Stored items
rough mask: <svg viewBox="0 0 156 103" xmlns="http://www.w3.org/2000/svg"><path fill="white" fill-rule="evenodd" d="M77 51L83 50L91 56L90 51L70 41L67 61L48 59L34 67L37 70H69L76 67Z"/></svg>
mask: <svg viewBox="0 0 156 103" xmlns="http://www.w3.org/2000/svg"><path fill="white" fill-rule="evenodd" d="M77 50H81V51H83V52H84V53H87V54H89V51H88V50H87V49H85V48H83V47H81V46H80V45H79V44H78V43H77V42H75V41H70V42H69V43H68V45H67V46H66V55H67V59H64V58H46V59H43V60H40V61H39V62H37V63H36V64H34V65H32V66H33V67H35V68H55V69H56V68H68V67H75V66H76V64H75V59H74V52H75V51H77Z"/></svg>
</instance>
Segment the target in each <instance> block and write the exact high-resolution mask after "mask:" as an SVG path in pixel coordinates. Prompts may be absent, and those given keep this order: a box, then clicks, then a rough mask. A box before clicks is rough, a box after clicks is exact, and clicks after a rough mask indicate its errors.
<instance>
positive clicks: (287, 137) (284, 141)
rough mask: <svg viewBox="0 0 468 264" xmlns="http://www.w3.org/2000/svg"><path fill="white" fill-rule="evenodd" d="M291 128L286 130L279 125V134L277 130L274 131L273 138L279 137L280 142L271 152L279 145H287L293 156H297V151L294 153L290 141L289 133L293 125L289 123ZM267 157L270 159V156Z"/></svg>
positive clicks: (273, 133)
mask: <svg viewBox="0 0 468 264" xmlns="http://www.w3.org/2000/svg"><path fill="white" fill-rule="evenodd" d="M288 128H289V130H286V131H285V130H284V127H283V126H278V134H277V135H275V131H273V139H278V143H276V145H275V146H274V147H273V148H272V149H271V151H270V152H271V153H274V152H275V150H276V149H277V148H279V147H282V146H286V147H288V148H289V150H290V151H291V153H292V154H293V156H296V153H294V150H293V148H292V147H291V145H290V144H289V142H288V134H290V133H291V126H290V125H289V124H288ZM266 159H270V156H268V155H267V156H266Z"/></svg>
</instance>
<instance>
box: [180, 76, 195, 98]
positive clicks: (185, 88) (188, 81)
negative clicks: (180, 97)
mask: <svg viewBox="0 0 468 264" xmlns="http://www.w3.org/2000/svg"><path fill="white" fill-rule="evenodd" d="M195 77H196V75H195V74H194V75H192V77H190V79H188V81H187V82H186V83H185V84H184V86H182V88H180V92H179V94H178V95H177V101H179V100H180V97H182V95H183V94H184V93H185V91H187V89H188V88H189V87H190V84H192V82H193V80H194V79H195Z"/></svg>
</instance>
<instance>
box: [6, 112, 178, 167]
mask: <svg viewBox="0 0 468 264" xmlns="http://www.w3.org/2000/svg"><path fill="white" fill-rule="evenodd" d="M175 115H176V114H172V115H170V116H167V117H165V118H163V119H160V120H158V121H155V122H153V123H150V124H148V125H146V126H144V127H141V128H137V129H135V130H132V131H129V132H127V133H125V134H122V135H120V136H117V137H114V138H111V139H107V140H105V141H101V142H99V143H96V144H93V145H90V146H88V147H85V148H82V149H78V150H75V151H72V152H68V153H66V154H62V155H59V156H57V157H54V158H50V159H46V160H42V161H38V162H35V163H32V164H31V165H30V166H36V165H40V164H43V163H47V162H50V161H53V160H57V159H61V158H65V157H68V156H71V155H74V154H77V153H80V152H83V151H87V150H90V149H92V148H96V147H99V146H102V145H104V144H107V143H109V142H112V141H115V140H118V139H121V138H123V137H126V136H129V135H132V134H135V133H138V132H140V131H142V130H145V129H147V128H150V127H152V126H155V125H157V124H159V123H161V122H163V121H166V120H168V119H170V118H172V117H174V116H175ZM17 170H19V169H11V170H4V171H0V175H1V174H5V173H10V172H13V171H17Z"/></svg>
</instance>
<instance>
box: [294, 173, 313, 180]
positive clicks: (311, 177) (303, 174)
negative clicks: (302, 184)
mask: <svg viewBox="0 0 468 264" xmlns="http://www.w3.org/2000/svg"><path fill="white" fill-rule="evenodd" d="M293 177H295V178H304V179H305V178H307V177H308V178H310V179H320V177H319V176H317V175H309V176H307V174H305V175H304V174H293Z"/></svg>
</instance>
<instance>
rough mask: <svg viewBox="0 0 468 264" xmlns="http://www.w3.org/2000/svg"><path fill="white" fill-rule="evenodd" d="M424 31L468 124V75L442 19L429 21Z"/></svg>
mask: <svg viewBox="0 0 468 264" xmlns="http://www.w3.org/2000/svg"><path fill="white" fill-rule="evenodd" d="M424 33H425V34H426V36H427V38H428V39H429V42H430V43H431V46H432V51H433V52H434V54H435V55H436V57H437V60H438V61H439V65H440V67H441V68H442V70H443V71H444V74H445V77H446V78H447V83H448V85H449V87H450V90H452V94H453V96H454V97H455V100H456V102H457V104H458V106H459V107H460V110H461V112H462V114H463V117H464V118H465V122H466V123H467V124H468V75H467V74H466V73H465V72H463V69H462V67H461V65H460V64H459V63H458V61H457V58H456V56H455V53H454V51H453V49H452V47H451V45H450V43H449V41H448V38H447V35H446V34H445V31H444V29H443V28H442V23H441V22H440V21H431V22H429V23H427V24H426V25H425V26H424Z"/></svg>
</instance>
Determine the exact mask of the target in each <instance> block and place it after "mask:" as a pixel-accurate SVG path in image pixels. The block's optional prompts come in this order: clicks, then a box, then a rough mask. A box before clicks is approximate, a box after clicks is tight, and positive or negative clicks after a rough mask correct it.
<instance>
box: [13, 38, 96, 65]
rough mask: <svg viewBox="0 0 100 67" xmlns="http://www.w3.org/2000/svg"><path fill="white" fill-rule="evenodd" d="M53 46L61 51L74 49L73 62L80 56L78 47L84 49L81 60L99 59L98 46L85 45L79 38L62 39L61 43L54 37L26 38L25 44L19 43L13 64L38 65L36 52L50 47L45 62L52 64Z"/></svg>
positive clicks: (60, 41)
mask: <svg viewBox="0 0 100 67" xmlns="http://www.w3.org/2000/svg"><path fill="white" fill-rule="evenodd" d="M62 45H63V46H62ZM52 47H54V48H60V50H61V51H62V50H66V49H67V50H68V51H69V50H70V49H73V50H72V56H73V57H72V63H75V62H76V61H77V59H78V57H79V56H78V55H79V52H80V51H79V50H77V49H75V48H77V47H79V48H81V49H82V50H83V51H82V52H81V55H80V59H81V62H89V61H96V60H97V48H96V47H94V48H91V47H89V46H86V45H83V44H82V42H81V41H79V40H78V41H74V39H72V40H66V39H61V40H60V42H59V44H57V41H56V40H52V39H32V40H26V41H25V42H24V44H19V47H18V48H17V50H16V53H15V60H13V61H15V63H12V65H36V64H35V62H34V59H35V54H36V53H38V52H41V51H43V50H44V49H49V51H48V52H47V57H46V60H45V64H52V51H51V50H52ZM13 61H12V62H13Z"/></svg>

#### Work to be completed:
Beginning at the line above that contains "box: [13, 38, 96, 65]", return each line exactly through the line that contains "46L61 51L74 49L73", and no others.

#### Answer box:
box: [13, 38, 96, 65]
rough mask: <svg viewBox="0 0 100 67" xmlns="http://www.w3.org/2000/svg"><path fill="white" fill-rule="evenodd" d="M53 46L61 51L74 49L73 62L80 56L78 47L84 49L81 60L99 59L98 46L85 45L79 38L62 39L61 43L54 37L26 38L25 44L19 43L13 64L38 65L36 52L50 47L45 62L52 64Z"/></svg>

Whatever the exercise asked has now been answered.